* Task requirements *
All of the data that follows should be retyped exactly, please, except the pictures.

* Records to process *
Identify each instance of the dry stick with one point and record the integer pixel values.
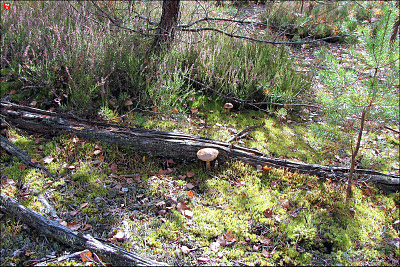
(16, 151)
(243, 133)
(115, 255)
(353, 157)
(243, 102)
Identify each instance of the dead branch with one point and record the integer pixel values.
(173, 145)
(54, 229)
(243, 133)
(16, 151)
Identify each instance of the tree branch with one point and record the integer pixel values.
(259, 40)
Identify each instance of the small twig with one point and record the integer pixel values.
(396, 131)
(243, 133)
(48, 208)
(59, 259)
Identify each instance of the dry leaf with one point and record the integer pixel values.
(185, 250)
(128, 102)
(268, 213)
(188, 213)
(47, 159)
(265, 253)
(21, 166)
(162, 212)
(119, 235)
(189, 186)
(86, 256)
(190, 174)
(113, 168)
(87, 227)
(284, 202)
(74, 212)
(228, 236)
(181, 207)
(214, 246)
(74, 227)
(28, 253)
(202, 259)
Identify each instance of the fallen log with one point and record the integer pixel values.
(112, 254)
(173, 145)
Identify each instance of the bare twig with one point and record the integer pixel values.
(259, 40)
(243, 132)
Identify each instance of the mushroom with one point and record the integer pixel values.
(228, 106)
(207, 155)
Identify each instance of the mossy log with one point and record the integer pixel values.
(174, 145)
(112, 254)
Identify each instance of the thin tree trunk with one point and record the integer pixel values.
(353, 157)
(169, 19)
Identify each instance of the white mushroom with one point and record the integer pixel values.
(207, 155)
(228, 106)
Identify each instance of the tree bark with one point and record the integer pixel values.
(112, 254)
(169, 19)
(173, 145)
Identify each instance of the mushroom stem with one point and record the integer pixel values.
(208, 166)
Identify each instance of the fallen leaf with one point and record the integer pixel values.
(214, 246)
(119, 235)
(265, 241)
(284, 202)
(86, 256)
(189, 174)
(189, 186)
(265, 253)
(74, 226)
(228, 236)
(268, 213)
(185, 250)
(74, 212)
(114, 168)
(28, 253)
(162, 212)
(188, 213)
(87, 227)
(202, 259)
(181, 206)
(21, 166)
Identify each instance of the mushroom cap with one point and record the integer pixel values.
(228, 105)
(207, 154)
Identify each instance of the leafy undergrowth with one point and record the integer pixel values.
(177, 213)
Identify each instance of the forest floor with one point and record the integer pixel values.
(176, 212)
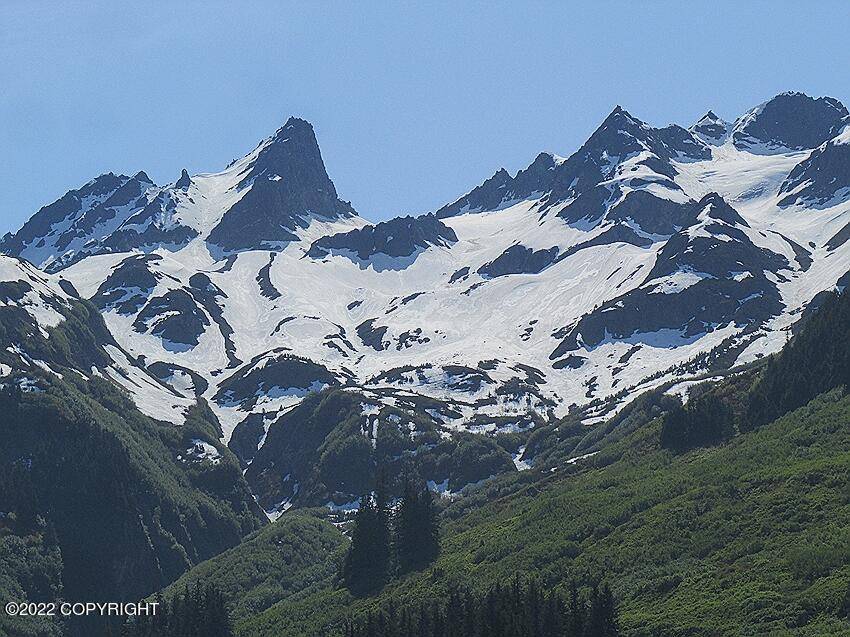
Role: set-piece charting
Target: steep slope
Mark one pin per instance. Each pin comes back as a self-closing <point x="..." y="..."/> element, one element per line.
<point x="575" y="284"/>
<point x="286" y="184"/>
<point x="746" y="537"/>
<point x="111" y="503"/>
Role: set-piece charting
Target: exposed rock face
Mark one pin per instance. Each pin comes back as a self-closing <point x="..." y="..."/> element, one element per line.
<point x="793" y="121"/>
<point x="823" y="177"/>
<point x="400" y="237"/>
<point x="287" y="185"/>
<point x="705" y="276"/>
<point x="710" y="128"/>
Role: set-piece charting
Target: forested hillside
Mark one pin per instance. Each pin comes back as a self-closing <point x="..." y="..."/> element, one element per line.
<point x="746" y="532"/>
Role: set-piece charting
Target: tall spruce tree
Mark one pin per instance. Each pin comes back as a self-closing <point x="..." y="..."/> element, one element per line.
<point x="367" y="564"/>
<point x="416" y="528"/>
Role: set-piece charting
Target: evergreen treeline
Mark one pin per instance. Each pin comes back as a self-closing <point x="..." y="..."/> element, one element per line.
<point x="198" y="611"/>
<point x="813" y="362"/>
<point x="515" y="610"/>
<point x="384" y="541"/>
<point x="704" y="421"/>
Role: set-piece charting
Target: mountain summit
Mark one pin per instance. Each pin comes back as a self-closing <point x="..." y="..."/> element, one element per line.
<point x="286" y="185"/>
<point x="648" y="254"/>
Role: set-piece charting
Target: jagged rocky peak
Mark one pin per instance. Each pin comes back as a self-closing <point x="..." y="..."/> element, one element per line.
<point x="288" y="186"/>
<point x="66" y="230"/>
<point x="710" y="128"/>
<point x="184" y="182"/>
<point x="488" y="196"/>
<point x="620" y="134"/>
<point x="789" y="121"/>
<point x="822" y="179"/>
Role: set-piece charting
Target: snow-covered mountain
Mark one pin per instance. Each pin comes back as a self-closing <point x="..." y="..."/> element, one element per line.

* Solved problem *
Identify each instance of the dry stick with one point and record the integer pixel values.
(16, 151)
(243, 133)
(115, 255)
(353, 157)
(243, 102)
Identify each instance of the dead branch with one point and record the integer pixel values.
(173, 145)
(54, 229)
(243, 133)
(16, 151)
Identify each instance of the tree branch with one point and record the integer pixel values.
(259, 40)
Identify each instance of the small twig with one point and record the integer pixel values.
(396, 131)
(243, 133)
(48, 208)
(59, 259)
Identify each instance of the dry leaf with one point and record the integer pixel values.
(185, 250)
(128, 102)
(268, 213)
(188, 213)
(47, 159)
(265, 253)
(21, 166)
(162, 212)
(119, 235)
(189, 186)
(86, 256)
(190, 174)
(113, 168)
(87, 227)
(284, 202)
(74, 212)
(228, 236)
(181, 207)
(214, 246)
(74, 227)
(28, 253)
(202, 259)
Identify each instance of the fallen log with one point and record the integer pixel values.
(112, 254)
(173, 145)
Identify each instance of the bare twig with one point and record the integer pixel values.
(259, 40)
(243, 132)
Identify each instance of the mushroom with one point and record the integer pixel values.
(228, 106)
(207, 155)
Identify each instance of the mossy log with one point and record the integer pixel values.
(174, 145)
(112, 254)
Identify each instance of the thin tree trunk with one point and record the integer pixel values.
(353, 157)
(169, 19)
Identify each instance of the white mushroom with one point and record the integer pixel values.
(207, 155)
(228, 106)
Identify each instance of the tree bark with one point and record the integer pixel values.
(112, 254)
(169, 19)
(173, 145)
Identify each instance of the mushroom stem with one point and record the integer pixel values.
(208, 166)
Identify each instance of the fallen leaf with one point and record the integer pixel values.
(214, 246)
(119, 235)
(265, 241)
(284, 202)
(86, 256)
(189, 174)
(189, 186)
(265, 253)
(74, 226)
(228, 236)
(268, 213)
(185, 250)
(74, 212)
(114, 168)
(28, 253)
(162, 212)
(188, 213)
(87, 227)
(202, 259)
(181, 206)
(21, 166)
Identify each instance of the mushroom cap with one point and record the integer pixel values.
(228, 105)
(207, 154)
Identify each instance of the leafy undergrowth with one point and record the integer pixel values.
(177, 213)
Identify each instance of the forest floor with one point and record the integer pixel values.
(176, 212)
Role: set-piece charting
Target: steep slope
Mark one pin per instance. Each pin comes back as a self-closing <point x="..." y="..."/> element, one element per line.
<point x="575" y="284"/>
<point x="286" y="184"/>
<point x="746" y="537"/>
<point x="111" y="503"/>
Role: set-piece charting
Target: exposed rock face
Mark one pin per instance. Each pin comes back as a self-closing <point x="..." y="..."/> element, one element per line.
<point x="793" y="121"/>
<point x="823" y="177"/>
<point x="400" y="237"/>
<point x="287" y="185"/>
<point x="705" y="276"/>
<point x="710" y="128"/>
Role: set-piece charting
Target: forested hillside
Mark one pin per instance. Each pin comes back as a self-closing <point x="..." y="..."/> element, one element per line.
<point x="746" y="532"/>
Role: set-piece charting
Target: tall spruce tree
Mark one pin per instance. Each pin comes back as a self-closing <point x="..." y="..."/> element, one element per line.
<point x="367" y="564"/>
<point x="416" y="528"/>
Role: set-piece charting
Target: evergreen treeline
Mark one pin per instance. Each pin comes back as a self-closing <point x="..." y="..."/> element, one element per line.
<point x="198" y="611"/>
<point x="813" y="362"/>
<point x="515" y="610"/>
<point x="384" y="541"/>
<point x="704" y="421"/>
Role: set-piece charting
Target: mountain summit
Mark one pin per instance. Each pin comes back as a self-closing <point x="..." y="..."/> element, one element per line.
<point x="286" y="185"/>
<point x="648" y="254"/>
Role: set-piece charting
Target: jagged rocky peak
Mark one pin per instance. Each pin comes back as a self-closing <point x="..." y="..."/> element, one element per line.
<point x="288" y="186"/>
<point x="66" y="230"/>
<point x="710" y="128"/>
<point x="184" y="182"/>
<point x="488" y="196"/>
<point x="620" y="134"/>
<point x="789" y="121"/>
<point x="822" y="179"/>
Role: set-piece charting
Target: snow-covered mountain
Mark one pin per instance. Each pin comes back as a self-closing <point x="..." y="..."/> element, one element per line.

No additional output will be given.